> _Short task_:
Report every line of the items that contains the word "woman".

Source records
------------------------------------------------

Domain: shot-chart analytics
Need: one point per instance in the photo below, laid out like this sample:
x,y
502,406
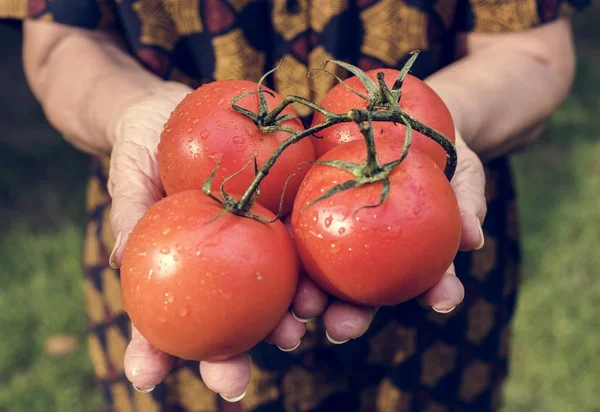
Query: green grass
x,y
555,365
41,294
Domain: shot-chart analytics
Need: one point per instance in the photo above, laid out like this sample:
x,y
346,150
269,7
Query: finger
x,y
344,321
310,300
445,295
469,187
134,181
228,378
288,334
145,366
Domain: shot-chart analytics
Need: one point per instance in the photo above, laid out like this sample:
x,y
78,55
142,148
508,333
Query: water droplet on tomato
x,y
315,234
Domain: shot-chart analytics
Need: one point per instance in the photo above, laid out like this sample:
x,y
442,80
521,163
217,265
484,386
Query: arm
x,y
507,85
83,80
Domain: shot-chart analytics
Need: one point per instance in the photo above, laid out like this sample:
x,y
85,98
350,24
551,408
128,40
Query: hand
x,y
344,321
134,185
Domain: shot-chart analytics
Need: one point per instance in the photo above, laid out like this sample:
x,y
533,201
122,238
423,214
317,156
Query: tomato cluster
x,y
210,270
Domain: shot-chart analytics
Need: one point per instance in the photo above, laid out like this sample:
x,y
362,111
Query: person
x,y
109,73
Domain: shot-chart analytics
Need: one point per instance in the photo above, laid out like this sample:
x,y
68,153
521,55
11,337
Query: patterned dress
x,y
410,359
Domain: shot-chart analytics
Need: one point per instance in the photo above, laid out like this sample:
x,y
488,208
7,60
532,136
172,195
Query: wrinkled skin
x,y
379,256
134,186
418,100
204,130
196,287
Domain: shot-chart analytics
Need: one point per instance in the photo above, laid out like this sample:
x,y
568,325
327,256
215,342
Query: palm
x,y
134,185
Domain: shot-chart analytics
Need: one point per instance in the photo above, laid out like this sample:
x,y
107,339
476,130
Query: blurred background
x,y
556,347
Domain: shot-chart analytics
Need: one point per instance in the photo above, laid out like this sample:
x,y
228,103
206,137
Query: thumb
x,y
469,187
134,181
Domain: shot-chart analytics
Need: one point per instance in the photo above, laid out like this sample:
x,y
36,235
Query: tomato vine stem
x,y
383,107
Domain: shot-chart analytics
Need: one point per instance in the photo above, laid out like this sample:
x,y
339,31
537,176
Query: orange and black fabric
x,y
411,359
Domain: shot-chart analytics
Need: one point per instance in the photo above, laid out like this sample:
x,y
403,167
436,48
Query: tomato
x,y
384,255
206,291
418,100
204,129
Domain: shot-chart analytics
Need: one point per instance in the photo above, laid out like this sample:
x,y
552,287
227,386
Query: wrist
x,y
167,91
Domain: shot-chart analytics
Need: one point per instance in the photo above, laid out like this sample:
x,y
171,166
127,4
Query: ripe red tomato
x,y
383,255
206,291
418,100
204,129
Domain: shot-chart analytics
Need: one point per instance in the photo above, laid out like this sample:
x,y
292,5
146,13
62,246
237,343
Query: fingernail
x,y
298,318
335,342
291,349
482,241
143,390
443,310
111,258
236,399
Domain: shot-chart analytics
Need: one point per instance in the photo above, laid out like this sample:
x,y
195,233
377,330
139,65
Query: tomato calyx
x,y
369,172
383,107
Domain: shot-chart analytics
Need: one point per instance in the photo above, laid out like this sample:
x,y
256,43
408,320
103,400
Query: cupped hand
x,y
344,321
134,186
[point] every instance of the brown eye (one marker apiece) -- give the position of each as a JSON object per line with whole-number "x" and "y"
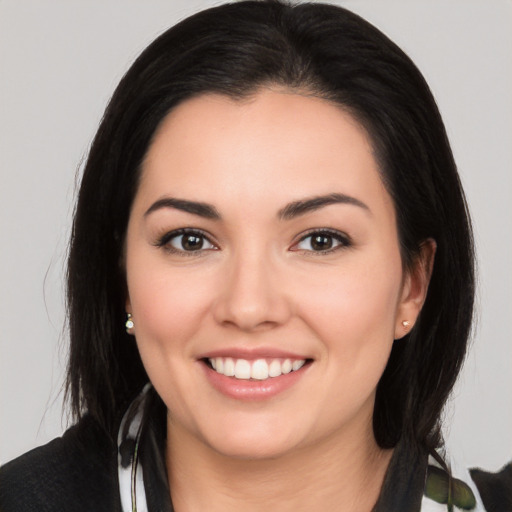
{"x": 191, "y": 242}
{"x": 323, "y": 241}
{"x": 186, "y": 241}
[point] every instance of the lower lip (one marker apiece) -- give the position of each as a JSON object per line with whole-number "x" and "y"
{"x": 241, "y": 389}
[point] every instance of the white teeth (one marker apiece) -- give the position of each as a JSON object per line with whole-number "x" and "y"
{"x": 242, "y": 369}
{"x": 297, "y": 365}
{"x": 287, "y": 366}
{"x": 274, "y": 370}
{"x": 229, "y": 367}
{"x": 258, "y": 369}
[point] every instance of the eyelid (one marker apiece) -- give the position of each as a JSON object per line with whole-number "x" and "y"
{"x": 163, "y": 241}
{"x": 343, "y": 239}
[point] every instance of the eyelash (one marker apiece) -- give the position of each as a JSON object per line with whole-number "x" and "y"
{"x": 342, "y": 239}
{"x": 164, "y": 241}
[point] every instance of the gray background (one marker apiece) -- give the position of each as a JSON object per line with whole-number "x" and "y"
{"x": 59, "y": 63}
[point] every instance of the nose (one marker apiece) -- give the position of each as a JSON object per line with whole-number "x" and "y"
{"x": 252, "y": 296}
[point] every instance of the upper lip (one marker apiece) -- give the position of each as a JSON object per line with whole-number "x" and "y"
{"x": 253, "y": 353}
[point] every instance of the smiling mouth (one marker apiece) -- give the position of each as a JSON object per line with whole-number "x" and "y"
{"x": 258, "y": 369}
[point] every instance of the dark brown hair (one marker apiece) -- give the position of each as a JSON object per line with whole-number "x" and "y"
{"x": 233, "y": 50}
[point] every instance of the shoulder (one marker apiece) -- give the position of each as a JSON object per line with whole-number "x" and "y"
{"x": 77, "y": 471}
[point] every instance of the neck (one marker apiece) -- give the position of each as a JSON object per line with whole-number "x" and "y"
{"x": 332, "y": 475}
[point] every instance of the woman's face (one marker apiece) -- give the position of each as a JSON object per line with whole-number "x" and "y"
{"x": 262, "y": 240}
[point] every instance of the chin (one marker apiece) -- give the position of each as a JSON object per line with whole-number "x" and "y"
{"x": 253, "y": 445}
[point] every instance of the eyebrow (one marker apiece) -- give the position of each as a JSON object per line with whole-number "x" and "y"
{"x": 304, "y": 206}
{"x": 290, "y": 211}
{"x": 197, "y": 208}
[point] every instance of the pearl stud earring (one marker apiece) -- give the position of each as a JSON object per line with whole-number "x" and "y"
{"x": 129, "y": 323}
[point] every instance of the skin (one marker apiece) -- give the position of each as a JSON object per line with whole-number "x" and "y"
{"x": 259, "y": 282}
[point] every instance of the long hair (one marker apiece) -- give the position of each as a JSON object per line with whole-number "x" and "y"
{"x": 234, "y": 50}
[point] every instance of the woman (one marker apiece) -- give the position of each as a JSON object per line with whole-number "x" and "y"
{"x": 271, "y": 230}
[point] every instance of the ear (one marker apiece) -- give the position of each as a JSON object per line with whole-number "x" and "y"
{"x": 130, "y": 325}
{"x": 414, "y": 288}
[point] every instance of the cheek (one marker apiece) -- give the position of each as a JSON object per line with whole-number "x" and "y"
{"x": 353, "y": 312}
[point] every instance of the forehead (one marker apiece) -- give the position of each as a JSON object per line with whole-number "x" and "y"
{"x": 275, "y": 143}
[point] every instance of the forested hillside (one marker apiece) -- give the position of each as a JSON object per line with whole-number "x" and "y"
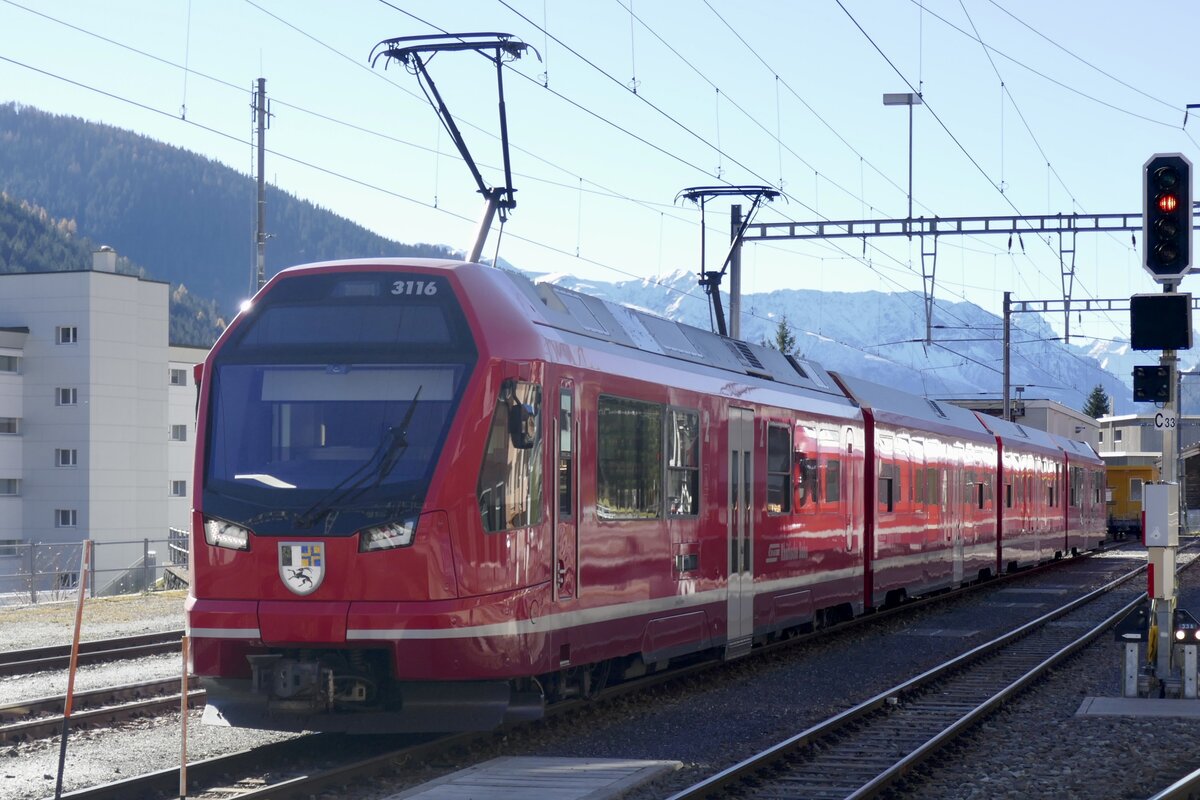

------------------------------------------------

> _Solution for this problem_:
[point] every instance of the woman's face (one marker apiece) -- give the position of each as a JSON object per line with whole-number "x" and "y"
[point] every instance of the woman (one marker apiece) -- give the position of each as a JSON object per line with whole-number "x" and "y"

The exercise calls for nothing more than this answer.